**** PROVIDED ENTRIES

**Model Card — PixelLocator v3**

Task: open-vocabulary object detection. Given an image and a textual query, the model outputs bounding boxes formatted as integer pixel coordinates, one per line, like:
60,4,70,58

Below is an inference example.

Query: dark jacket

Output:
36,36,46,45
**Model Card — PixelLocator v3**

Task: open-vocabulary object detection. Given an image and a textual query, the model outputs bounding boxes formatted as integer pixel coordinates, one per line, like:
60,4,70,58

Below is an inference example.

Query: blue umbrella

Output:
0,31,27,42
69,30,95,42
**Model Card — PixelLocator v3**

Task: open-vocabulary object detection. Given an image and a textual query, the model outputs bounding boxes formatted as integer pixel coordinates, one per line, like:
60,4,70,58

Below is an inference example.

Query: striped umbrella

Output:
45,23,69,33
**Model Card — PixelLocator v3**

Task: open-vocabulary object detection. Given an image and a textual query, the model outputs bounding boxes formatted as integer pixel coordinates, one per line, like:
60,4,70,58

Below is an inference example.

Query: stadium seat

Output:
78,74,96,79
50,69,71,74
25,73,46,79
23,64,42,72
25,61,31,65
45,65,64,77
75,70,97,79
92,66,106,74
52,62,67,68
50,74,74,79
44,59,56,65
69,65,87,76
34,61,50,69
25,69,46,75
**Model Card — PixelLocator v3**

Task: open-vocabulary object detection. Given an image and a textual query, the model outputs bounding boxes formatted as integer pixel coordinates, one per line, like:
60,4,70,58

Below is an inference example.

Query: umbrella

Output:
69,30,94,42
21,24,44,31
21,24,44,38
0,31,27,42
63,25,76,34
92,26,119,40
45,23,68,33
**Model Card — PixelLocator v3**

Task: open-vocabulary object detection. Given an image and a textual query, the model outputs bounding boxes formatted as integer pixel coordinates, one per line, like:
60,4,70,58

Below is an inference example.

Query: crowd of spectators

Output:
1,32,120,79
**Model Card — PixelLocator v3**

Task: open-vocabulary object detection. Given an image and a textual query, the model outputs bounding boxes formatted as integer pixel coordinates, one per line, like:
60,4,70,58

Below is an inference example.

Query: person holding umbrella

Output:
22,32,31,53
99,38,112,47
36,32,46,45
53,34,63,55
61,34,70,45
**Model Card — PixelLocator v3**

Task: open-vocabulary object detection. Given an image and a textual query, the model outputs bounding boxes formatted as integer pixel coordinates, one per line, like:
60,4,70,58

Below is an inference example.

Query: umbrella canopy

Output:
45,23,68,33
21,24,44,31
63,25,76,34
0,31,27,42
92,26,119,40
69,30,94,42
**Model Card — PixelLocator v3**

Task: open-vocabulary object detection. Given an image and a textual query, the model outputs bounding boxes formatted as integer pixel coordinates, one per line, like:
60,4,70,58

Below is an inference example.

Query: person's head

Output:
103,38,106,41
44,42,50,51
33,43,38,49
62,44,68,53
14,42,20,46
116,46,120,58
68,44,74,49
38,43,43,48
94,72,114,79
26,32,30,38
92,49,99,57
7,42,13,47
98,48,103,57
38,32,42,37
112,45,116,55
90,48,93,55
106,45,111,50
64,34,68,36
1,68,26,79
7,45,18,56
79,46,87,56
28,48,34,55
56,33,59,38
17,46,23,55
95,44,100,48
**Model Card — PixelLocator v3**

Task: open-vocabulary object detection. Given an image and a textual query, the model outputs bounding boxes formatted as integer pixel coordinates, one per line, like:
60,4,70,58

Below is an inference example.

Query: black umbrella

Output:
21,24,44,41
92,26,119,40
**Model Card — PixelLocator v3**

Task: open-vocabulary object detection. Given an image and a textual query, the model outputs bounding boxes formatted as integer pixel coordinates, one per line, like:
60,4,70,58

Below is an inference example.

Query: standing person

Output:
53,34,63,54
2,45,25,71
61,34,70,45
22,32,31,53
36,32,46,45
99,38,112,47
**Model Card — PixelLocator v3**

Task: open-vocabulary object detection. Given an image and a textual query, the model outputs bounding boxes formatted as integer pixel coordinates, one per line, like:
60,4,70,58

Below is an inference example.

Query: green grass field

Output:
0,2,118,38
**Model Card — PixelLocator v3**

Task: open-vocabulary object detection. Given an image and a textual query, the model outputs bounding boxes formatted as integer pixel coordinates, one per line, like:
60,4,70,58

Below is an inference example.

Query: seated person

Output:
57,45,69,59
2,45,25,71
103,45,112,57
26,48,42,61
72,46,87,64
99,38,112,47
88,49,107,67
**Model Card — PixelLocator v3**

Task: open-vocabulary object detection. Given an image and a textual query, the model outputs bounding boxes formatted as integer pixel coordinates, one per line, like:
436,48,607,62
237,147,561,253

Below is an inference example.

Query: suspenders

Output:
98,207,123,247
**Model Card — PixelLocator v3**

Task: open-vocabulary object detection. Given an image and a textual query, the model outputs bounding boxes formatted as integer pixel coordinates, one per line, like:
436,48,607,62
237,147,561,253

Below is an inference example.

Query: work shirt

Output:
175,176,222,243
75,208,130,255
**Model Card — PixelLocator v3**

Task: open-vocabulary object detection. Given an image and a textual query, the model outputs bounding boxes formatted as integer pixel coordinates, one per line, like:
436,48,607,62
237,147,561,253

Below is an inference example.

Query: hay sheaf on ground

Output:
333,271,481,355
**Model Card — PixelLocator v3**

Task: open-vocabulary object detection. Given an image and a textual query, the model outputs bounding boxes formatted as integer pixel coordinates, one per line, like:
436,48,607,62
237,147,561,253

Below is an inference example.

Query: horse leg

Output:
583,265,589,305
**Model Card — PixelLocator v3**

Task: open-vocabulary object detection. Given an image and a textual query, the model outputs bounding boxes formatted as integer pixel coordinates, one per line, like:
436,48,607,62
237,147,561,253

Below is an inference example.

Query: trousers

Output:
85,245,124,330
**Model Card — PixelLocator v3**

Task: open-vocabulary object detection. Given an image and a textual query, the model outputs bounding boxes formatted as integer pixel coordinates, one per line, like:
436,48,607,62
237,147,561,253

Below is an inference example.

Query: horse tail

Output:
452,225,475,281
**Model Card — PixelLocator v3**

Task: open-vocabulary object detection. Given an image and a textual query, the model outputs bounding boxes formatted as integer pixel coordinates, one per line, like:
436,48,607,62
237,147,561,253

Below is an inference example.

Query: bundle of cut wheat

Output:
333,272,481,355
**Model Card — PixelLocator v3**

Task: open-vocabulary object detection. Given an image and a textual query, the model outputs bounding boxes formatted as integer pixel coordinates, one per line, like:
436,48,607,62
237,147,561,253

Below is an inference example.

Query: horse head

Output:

********

WHAT THE EXERCISE ASKS - Reproduce every item above, substituting "PixelLocator v4" for each occurrence of "PixelLocator v3" and leaving everything else unchanged.

RESPONSE TO THE EXERCISE -
**Model Card — PixelLocator v4**

Task: open-vocabulary object detection. Given an image and a textual query, the model outputs bounding boxes formatted as integer pixel coordinates, one per line, like:
60,4,70,58

Below is an inference example.

Query: dark jacket

Output:
36,36,46,45
**Model Card — PixelLocator v4**

Task: open-vocabulary object detection. Given an image and a textual query, the model outputs bounding boxes formatted as integer pixel coordinates, one per line, like:
60,4,70,58

Below is an inference example.

Query: blue umbrella

Output:
0,31,27,42
69,30,95,42
**Model Card — PixelLocator v4**

Task: open-vocabulary object detection. Given an image and a textual query, the model outputs bounding boxes formatted as integer pixel coordinates, one per line, like:
60,4,70,58

Below is an inference example.

Query: striped umbrella

Output:
45,23,69,33
**Model Card — PixelLocator v4**

Task: open-vocabulary object detection. Given an image and a textual query, the model outputs bounding boxes formatted as integer pixel coordinates, one per line, like:
60,4,70,58

Below is an inference example.

Query: stadium seat

Output:
78,74,96,79
50,69,71,74
25,73,46,79
23,64,42,72
25,61,31,65
45,65,64,77
75,70,97,79
92,66,106,74
52,62,67,68
50,74,74,79
44,59,56,65
69,65,87,76
34,61,50,69
25,69,46,75
**Model Card — PixelLocator v4**

Task: open-vocabulary object detection. Given an image and a textual query, the model outputs bounding boxes formatted as integer pixel coordinates, one per line, like:
60,4,70,58

Below is an inference example.

Query: umbrella

Output:
69,30,94,42
21,24,44,31
21,24,44,38
0,31,27,42
63,25,76,34
92,26,119,40
45,23,68,33
**Model Card — PixelLocator v4**

Task: open-vocabulary object detection. Given an image and a textual query, the model outputs bounding boxes formatted as integer pixel coordinates, one per line, like:
60,4,70,58

Below is an inference example.

Query: crowd of spectators

Output:
1,32,120,79
**Model Card — PixelLocator v4**

Task: open-vocabulary object detection. Given an image and a textual query, the model outputs bounding boxes formatted as integer pixel coordinates, one per line, like:
60,4,70,58

Below is an inference example.

Query: person holding umbrella

Output:
22,32,31,53
99,38,112,47
36,32,46,45
53,34,63,55
61,34,70,45
**Model Card — PixelLocator v4**

Task: open-vocabulary object detection. Given an image and a textual query, the model outputs bounding boxes formatted as integer pixel coordinates, one per line, like:
60,4,70,58

Below is an inference example.

Query: umbrella canopy

Output:
45,23,68,33
21,24,44,31
63,25,76,34
0,31,27,42
92,26,119,40
69,30,94,42
**Model Card — PixelLocator v4**

Task: open-vocabulary object detection. Given an image and a textual query, the model outputs bounding boxes formatted as integer pixel coordinates, one per line, like:
60,4,70,58

Below is an inference example.

Query: person's head

Output:
103,38,106,41
44,42,50,51
33,43,38,49
62,44,68,53
14,42,20,46
116,46,120,58
68,44,74,49
38,43,43,48
94,72,114,79
26,32,30,38
92,49,99,57
7,42,13,47
98,48,103,57
38,32,42,37
112,45,116,55
90,48,93,55
106,45,111,50
64,34,68,36
1,68,26,79
7,45,18,56
79,46,87,56
28,48,34,55
56,33,59,38
17,46,23,55
95,44,100,48
**Model Card — PixelLocator v4**

Task: open-vocabulary object detection. Given an image and a textual query, the model outputs bounding boxes formatted as integer pixel coordinates, one per line, like:
60,4,70,58

Below is an inference example.

Query: black umbrella

Output:
21,24,44,41
92,26,119,40
**Model Card — PixelLocator v4**

Task: open-vocabulary object detection. Given an image and a textual query, the model outputs bounding boxes formatted as integer pixel coordinates, one per line, like:
60,4,70,58

Below is an inference example.

Query: standing person

Output:
53,34,63,54
2,45,25,71
61,34,70,45
22,32,31,53
36,32,46,45
99,38,112,47
**Model Card — PixelLocator v4**

Task: open-vocabulary object detection. Given an image and a textual query, the model outputs bounding boxes formatted as integer pixel coordinates, one per line, like:
60,4,70,58

Below is an inference example.

Query: green grass field

Output:
0,2,118,38
**Model Card — PixelLocator v4**

Task: open-vocabulary object detection. Given an image and a textual query, the model outputs bounding boxes formatted as integer pixel coordinates, one per line, like:
60,4,70,58

Below is an inference example.

Query: seated person

Output:
57,45,69,59
2,45,25,71
103,45,112,57
26,48,42,61
72,46,87,64
99,38,112,47
88,49,107,67
**Model Card — PixelLocator v4**

Task: open-vocabulary object detection. Given an image and a textual query, the model outputs bounding boxes formatted as integer pixel coordinates, one per line, like:
436,48,607,62
237,147,561,253

Below is an inference example.

Query: suspenders

Output:
98,207,123,247
**Model Card — PixelLocator v4**

Task: open-vocabulary object detection. Given an image and a textual query, the model outputs bounding boxes formatted as integer pixel coordinates, one per line, like:
436,48,607,62
237,147,561,253

Below is an inference example.

Query: work shirt

Output:
175,176,222,243
75,208,130,255
**Model Card — PixelLocator v4**

Task: open-vocabulary object detection. Given an image and a textual query, the model outputs bounding boxes formatted as integer pixel coordinates, one per line, like:
436,48,607,62
237,147,561,253

Below is an inference example.

Query: hay sheaf on ground

Output:
333,271,481,355
**Model Card — PixelLocator v4**

Task: open-vocabulary object detection. Given an image and a textual query, the model outputs bounding boxes formatted as integer pixel coordinates, one per line, like:
436,48,607,62
237,147,561,253

Below is an inference example.

Query: horse leg

Output:
583,265,589,305
**Model Card — PixelLocator v4**

Task: open-vocabulary object detection. Given an image and a textual query, the model outputs bounding boxes formatted as integer pixel coordinates, one per line, like:
436,48,607,62
237,147,561,253

Below is an inference example.

Query: trousers

Output:
85,245,124,330
**Model Card — PixelLocator v4**

Task: open-vocabulary object detection. Given an image and a textual query, the model outputs bounding boxes formatted as integer pixel coordinates, one per line, like:
436,48,607,62
237,147,561,253

Below is an inference example.

Query: horse tail

Output:
452,225,475,281
**Model Card — PixelLocator v4**

Task: open-vocabulary object detection. Given an image and a textual query, the model outputs bounding boxes formatted as integer pixel coordinates, one per line, like:
436,48,607,62
237,147,561,253

Below is an inference example.

Query: bundle of cut wheat

Output:
333,272,481,355
**Model Card — PixelLocator v4**

Task: open-vocabulary object detection. Given an image and a textual query, the model outputs bounding boxes formatted as integer pixel coordinates, one per line, like:
436,48,607,62
237,147,561,253

Below is an inference example.

Query: horse head

Output:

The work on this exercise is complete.